Excerpted text —
** Begin **
Tag Archives: the war of art

Resistance is Futile: And other writing myths

Moonday Mania

a blog for the readers and writers

I’ts hot! And to keep my mind off of the heat this summer, I’ve been blogging on the five top things I’ve learned writing romance. Today we’re on number four: There is such thing as resistance.

  1. As soon as I think I’m on a writing roll, life will intervene.
  2. The plot can be thought out in advance, but the characters are bound to have issues with whatever you’ve decided. So be flexible and roll with it.
  3. There is no such thing as the muse.
  4. There is such a thing as resistance.
  5. Writing is a muscle. Use it, or lose it.

Now on with today’s blog:

Resistance Exists

A few years ago someone gave me the fabulous book on resistance The War of Art: Break Through the Blocks and Win Your Inner Creative Battles, by Stephen Pressfield. It introduced me to the concept of resistance: the idea that once you decide to do something creative you immediately create roadblocks for yourself.

Now, I’m not going to go into all of that here, you should read the book. It’s truly a classic for any creative trying to achieve anything. Basically, we all throw up roadblocks when we want to succeed at any endeavor and Stephen Pressfield labels this “resistance”.

I can see this all the time, especially in my teenagers. The classic line at our house from our kids is: “The problem is…” and then they’ll list the reasons why whatever solution we’ve come up with is not going to work. Or just plain wrong.

But it’s not just the kids, it’s me too!

Whenever I face something difficult, it happens to me too. When I try to make time to get back to writing my book I find myself saying, “I’d get that done, but the problem is…” And what’s bad is that the problems are legitimate. I do have too many important things to do. Cleaning the house, cooking quality food, exercising—all of that is important. And taking care of family emergencies is super important and with two aging parents and two maturing new adults there are a lot of family emergencies.
** End **
Data section —
** Begin **
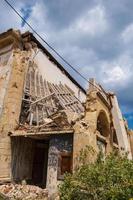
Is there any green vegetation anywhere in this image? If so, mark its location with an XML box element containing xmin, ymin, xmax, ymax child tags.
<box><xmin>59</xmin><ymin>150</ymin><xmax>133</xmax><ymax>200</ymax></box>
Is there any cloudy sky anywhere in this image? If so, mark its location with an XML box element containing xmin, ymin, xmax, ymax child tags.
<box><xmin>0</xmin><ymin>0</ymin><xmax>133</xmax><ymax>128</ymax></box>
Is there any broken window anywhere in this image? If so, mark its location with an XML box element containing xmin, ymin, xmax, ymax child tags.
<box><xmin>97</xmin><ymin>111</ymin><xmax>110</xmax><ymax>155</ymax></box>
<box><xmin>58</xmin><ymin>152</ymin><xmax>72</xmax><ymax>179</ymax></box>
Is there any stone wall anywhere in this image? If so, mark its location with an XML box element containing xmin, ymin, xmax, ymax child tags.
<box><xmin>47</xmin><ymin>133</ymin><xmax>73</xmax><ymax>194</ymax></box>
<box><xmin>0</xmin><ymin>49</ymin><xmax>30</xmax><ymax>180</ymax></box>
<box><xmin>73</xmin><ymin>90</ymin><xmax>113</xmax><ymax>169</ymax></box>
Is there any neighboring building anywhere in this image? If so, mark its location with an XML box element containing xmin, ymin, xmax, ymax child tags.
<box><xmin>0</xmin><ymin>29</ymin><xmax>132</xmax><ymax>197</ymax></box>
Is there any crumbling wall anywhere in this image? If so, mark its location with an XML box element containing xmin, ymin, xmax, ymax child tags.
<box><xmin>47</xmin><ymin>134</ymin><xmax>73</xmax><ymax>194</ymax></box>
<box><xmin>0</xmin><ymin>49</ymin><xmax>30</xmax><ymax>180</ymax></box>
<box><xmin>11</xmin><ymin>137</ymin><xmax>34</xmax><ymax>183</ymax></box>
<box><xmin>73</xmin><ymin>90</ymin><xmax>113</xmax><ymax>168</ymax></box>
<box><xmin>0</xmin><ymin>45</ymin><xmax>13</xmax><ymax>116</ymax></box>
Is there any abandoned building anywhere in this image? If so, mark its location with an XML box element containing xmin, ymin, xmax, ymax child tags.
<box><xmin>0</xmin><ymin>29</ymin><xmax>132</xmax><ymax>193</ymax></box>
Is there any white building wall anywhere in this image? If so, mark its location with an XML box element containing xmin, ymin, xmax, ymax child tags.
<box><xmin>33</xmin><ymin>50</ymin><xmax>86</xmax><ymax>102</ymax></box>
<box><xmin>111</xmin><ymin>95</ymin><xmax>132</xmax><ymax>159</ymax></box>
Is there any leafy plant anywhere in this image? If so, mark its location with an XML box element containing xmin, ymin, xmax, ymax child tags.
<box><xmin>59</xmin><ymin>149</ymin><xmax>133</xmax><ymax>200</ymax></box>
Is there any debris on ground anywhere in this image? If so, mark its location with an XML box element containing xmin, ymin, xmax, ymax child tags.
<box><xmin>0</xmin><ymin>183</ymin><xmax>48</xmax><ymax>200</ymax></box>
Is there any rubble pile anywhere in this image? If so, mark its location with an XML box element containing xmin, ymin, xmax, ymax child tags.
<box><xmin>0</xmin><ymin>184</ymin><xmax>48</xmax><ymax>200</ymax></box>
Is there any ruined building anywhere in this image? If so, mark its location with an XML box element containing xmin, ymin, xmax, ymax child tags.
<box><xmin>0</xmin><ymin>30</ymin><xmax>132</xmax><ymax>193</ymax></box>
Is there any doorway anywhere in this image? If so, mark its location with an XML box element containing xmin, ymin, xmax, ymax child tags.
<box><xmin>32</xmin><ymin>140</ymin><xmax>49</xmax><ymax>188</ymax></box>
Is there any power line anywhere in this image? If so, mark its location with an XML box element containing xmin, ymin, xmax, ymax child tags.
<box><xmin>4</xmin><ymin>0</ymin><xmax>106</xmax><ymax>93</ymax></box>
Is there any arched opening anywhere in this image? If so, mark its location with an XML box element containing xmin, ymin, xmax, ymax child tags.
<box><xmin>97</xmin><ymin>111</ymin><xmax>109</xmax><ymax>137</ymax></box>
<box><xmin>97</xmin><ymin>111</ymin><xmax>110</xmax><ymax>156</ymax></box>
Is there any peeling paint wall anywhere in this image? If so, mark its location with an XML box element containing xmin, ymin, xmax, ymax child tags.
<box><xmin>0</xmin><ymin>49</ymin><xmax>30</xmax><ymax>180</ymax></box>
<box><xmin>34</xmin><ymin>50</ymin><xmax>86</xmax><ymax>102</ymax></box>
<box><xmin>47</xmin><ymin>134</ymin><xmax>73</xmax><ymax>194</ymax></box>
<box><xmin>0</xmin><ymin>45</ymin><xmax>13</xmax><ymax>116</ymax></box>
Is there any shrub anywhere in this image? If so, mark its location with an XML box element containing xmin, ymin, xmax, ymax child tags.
** End **
What to do —
Extract from the blog post on writing resistance, from "Resistance is Futile: And" up to and including "as the muse.", copying that span word for word.

Answer for the task —
Resistance is Futile: And other writing myths

Moonday Mania

a blog for the readers and writers

I’ts hot! And to keep my mind off of the heat this summer, I’ve been blogging on the five top things I’ve learned writing romance. Today we’re on number four: There is such thing as resistance.

  1. As soon as I think I’m on a writing roll, life will intervene.
  2. The plot can be thought out in advance, but the characters are bound to have issues with whatever you’ve decided. So be flexible and roll with it.
  3. There is no such thing as the muse.